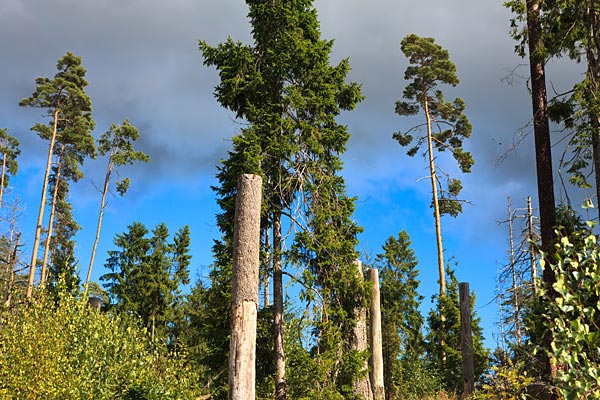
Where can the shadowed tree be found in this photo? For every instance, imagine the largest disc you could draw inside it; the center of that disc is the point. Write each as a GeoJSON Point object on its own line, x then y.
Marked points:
{"type": "Point", "coordinates": [285, 88]}
{"type": "Point", "coordinates": [117, 145]}
{"type": "Point", "coordinates": [403, 343]}
{"type": "Point", "coordinates": [146, 274]}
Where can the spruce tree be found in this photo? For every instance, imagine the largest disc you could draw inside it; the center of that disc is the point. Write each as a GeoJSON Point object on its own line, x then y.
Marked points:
{"type": "Point", "coordinates": [448, 332]}
{"type": "Point", "coordinates": [146, 275]}
{"type": "Point", "coordinates": [446, 125]}
{"type": "Point", "coordinates": [117, 145]}
{"type": "Point", "coordinates": [284, 87]}
{"type": "Point", "coordinates": [403, 342]}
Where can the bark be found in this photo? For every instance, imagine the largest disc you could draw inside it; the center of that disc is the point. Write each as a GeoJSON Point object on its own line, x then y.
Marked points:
{"type": "Point", "coordinates": [466, 343]}
{"type": "Point", "coordinates": [593, 74]}
{"type": "Point", "coordinates": [38, 229]}
{"type": "Point", "coordinates": [99, 226]}
{"type": "Point", "coordinates": [543, 158]}
{"type": "Point", "coordinates": [541, 130]}
{"type": "Point", "coordinates": [434, 193]}
{"type": "Point", "coordinates": [359, 342]}
{"type": "Point", "coordinates": [44, 273]}
{"type": "Point", "coordinates": [2, 178]}
{"type": "Point", "coordinates": [532, 254]}
{"type": "Point", "coordinates": [513, 272]}
{"type": "Point", "coordinates": [280, 390]}
{"type": "Point", "coordinates": [376, 340]}
{"type": "Point", "coordinates": [244, 291]}
{"type": "Point", "coordinates": [266, 272]}
{"type": "Point", "coordinates": [437, 218]}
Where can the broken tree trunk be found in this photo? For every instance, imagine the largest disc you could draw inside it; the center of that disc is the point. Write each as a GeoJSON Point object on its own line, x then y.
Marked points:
{"type": "Point", "coordinates": [244, 291]}
{"type": "Point", "coordinates": [362, 387]}
{"type": "Point", "coordinates": [376, 341]}
{"type": "Point", "coordinates": [466, 343]}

■ **WHAT IS EXPECTED**
Provide the lines again, unchanged, from where the data above begins through the line containing "Where can the bark", both ends included, omitting pictures and adding nothing.

■ **TASK OUTPUT**
Where can the shadowed tree be found in this photo? For every instance, imagine the largest disc you could draw inside it; the center of that disc is the point. Write each as a GeoJSON Point object on its own line, x then y.
Marked points:
{"type": "Point", "coordinates": [285, 88]}
{"type": "Point", "coordinates": [117, 145]}
{"type": "Point", "coordinates": [403, 343]}
{"type": "Point", "coordinates": [146, 274]}
Where can the spruce tree be found in this photo? For every instance, imagine the largest disc you could draw inside it; the center of that disc is the point. Write each as a GeoJSON Point object on its own line, x then y.
Marked points:
{"type": "Point", "coordinates": [448, 332]}
{"type": "Point", "coordinates": [146, 275]}
{"type": "Point", "coordinates": [446, 125]}
{"type": "Point", "coordinates": [117, 145]}
{"type": "Point", "coordinates": [284, 87]}
{"type": "Point", "coordinates": [403, 342]}
Where can the bark be found in this photo? For every instance, imagine the largest disc you could draw inside it; the center of that disc is the point. Write each as a GeoJSON Point object on its own line, x then y.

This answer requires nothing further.